*** ИСХОДНЫЙ ТЕКСТ ***

А.Проханов ― Но почему Вавилон нельзя построить внутри Иерусалима? Или почему Содом нельзя построить внутри Троице-Сергиевой лавры? Потому что это две совершенно разные субстанции. Это места, это состояния, где обитают два разных духа, два разных мировых духа. Я не хочу прибегать к такому богословскому формулированию, но один дух осуществляется с духом света, другой — с духом тьмы, с мрачным духом погружения в преисподнюю.
С.Крючков ― Если локализовать русскую мечту, то не сегодняшний день возвращение Украины в русскую жизнь, на ваш взгляд, остается значимой составляющей ее?

*** ДАННЫЕ ***

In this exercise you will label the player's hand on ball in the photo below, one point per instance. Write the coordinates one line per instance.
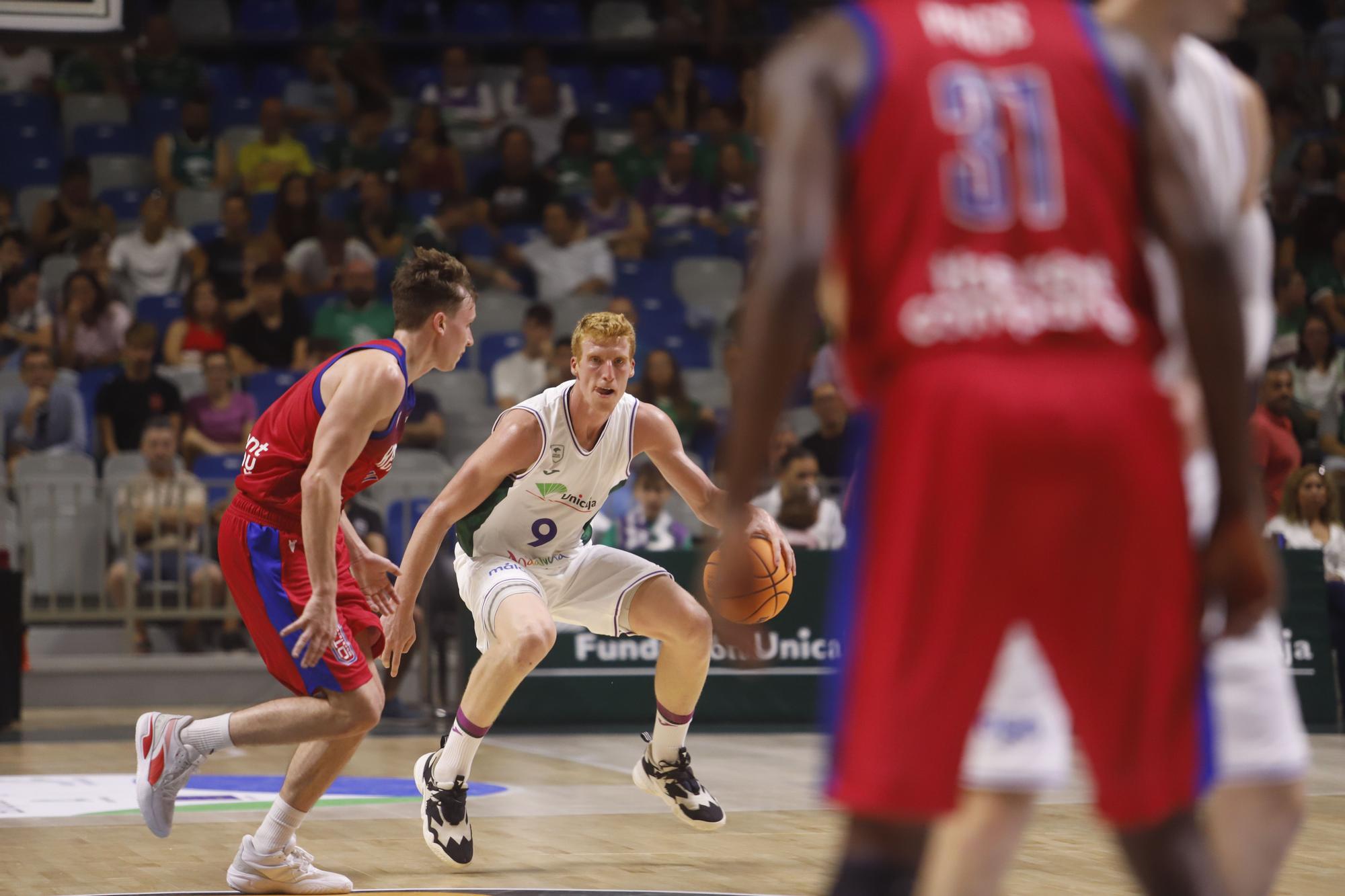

***

ЗАДАНИЕ 1
Внутри какого города, по словам Проханова в беседе, нельзя построить Вавилон?
ЗАДАНИЕ 2
Назовите все собственные названия мест, которые упоминаются в беседе.
ЗАДАНИЕ 3
Напишите, как продолжается беседа Проханова и Крючкова после последней реплики.
Данные здесь не используются.

ОТВЕТ 1
Внутри Иерусалима.

ОТВЕТ 2
Вавилон, Иерусалим, Содом, Троице-Сергиева лавра, Украина.

ОТВЕТ 3
А.Проханов ― Конечно. Во-первых, русская мечта — это имперская мечта. Это не мечта не отдельно взятого русского народа, русского этноцвета — мечта великой симфонии народов, культур, пространств, вектора развития, которые составили имперскую Россию, княжескую, советскую, сегодняшнюю. Мы сегодня тоже империя, неполная, правда. Поэтому ощущение того, что из этой империи вырвали этот восхитительный фрагмент, именуемый Украиной, — это ощущение трагическое никогда не исчезнет. Но воевать ради этого, опять повергать этот НРЗБ мир в эту ужасную катастрофу, когда действительно славяне будут убивать славян, русские будут убивать русских…
Я вот, например, не могу слушать сейчас Жириновского, например, который выступает и, оскалив, — у него странный оскал, он не закрывает рот, и с оскалом он требует удара, требует нанесения окончательного и бесповоротного поражения Украине. Говорит, что надо протягивать санитарные поезда, конечно, будут гробы, — он об этом говорит, сидя на безопасном расстоянии от линии фронта и на безопасном расстоянии от этой проблемы, о которой мы говорим. Он эту проблему не чувствует, он боится ее.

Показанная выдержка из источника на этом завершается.